= Affiliates to the Liberation Tigers of Tamil Eelam =

Affiliation

The Liberation Tigers of Tamil Eelam (LTTE), a separatist militant organization formerly based in northern Sri Lanka, had various organizations affiliated to it. These include charitable organizations, political parties, state intelligence organizations and even governments of Sri Lanka and other countries. Although the LTTE was militarily defeated in 2009, the Sri Lankan government alleges that a number of foreign-based organizations are still promoting its ideology.

==Early beginnings==
Established in 1972, Tamil New Tigers (TNT) was the precursor to the LTTE. After it was renamed as Liberation Tigers of Tamil Eelam and restructured under the leadership of Velupillai Prabhakaran, the group staged low key attacks against various government targets, including policemen and local politicians. During this period, LTTE was supported by Tamil United Liberation Front (TULF), which considered the militant organization as a tool to pressurize government to agree to their demands. TULF leader Appapillai Amirthalingam introduced Prabhakaran to N.S. Krishnan, who later became the first international representative of LTTE. It was Krishnan, who introduced Prabhakaran to Anton Balasingham, LTTE's longtime chief political strategist and principal negotiator. But this union was short lived. LTTE rose as a more prominent force than the TULF, and TULF was marginalised.

+===+

Directions —
1. Answer these from the passage on LTTE affiliates:
(a) In what year was the LTTE militarily defeated?
(b) What was the precursor to the LTTE called?
(c) Who became the LTTE's first international representative?
2. Write the next part of the passage on LTTE affiliates, picking up after its final sentence.
The listing that comes next has no connection to the passage about LTTE affiliates.

Supplied data —
+===+

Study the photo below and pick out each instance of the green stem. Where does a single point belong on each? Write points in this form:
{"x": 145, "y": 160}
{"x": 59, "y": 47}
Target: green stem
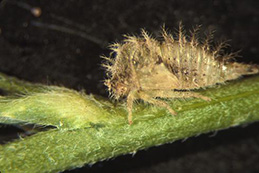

+===+

Outputs for the tasks —
1.
(a) 2009
(b) Tamil New Tigers (TNT)
(c) N.S. Krishnan

2.
==State affiliations==
During the early 1980s, various geo-political compulsions prompted the Government of India to sponsor and nurture the Tamil Tigers by providing arms, training and monetary support through its intelligence agency Research and Analysis Wing (RAW). This relationship fell apart as LTTE declared war against Indian Peace Keeping Force (IPKF), which was deployed to enforce disarmament of militant organizations and to watch over the regional council. Meanwhile, the Sri Lankan government under President Ranasinghe Premadasa, driven by its own compulsion to see the IPKF withdraw, clandestinely supported the LTTE by handing over arms consignments. This period ended with the withdrawal of IPKF in 1990 and the assassinations of former Indian Prime Minister Rajiv Gandhi and Sri Lankan President Premadasa in 1991 and 1993 respectively.

==Affiliations to other militant organizations==
Initially the LTTE had received training from the Popular Front for the Liberation of Palestine (PFLP) in Southern Lebanon. LTTE was briefly associated with Eelam National Liberation Front (ENLF), a common militant front among 6 Tamil militant groups, from 1984 to 1986. In 1986, fighting broke out between LTTE and other groups due to policy differences. This resulted in almost the total annihilation of these groups by LTTE, which was far more effective and superior as a military force.

===Links to designated terrorist organisations===
LTTE was believed to have few connections with other militant groups, although no association with al-Qaeda or any other Islamic terrorist organisations. But the group maintained interactions with other militant organisations through illegal arms markets in Myanmar, Thailand, and Cambodia. It had also smuggled weapons from Pakistan-based Islamists to their counterparts in the Philippines. During the mid-1970s, LTTE rebels were known to have trained from the Popular Front for the Liberation of Palestine (PFLP) in Southern Lebanon.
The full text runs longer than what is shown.